--- Start of Data for the task ---

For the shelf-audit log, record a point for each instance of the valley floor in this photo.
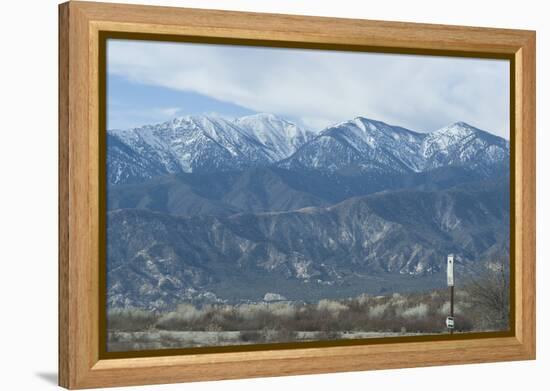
(153, 340)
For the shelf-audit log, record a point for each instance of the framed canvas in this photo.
(245, 195)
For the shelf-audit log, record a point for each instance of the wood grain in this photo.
(80, 24)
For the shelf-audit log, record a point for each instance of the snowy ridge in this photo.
(210, 144)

--- End of Data for the task ---

### Task requirements
Switch every "shelf-audit log" in the material to "inventory record" and give all of it again with nothing else changed, leaving out the pictures.

### The reply
For the inventory record, record a point for each instance of the valley floor in this photo.
(153, 340)
For the inventory record, record a point for each instance of the framed canvas in this photo.
(245, 195)
For the inventory record, record a point for each instance of the wood grain in this photo.
(80, 24)
For the inventory record, record a point for each instance of the snowy ridge in this photo.
(210, 144)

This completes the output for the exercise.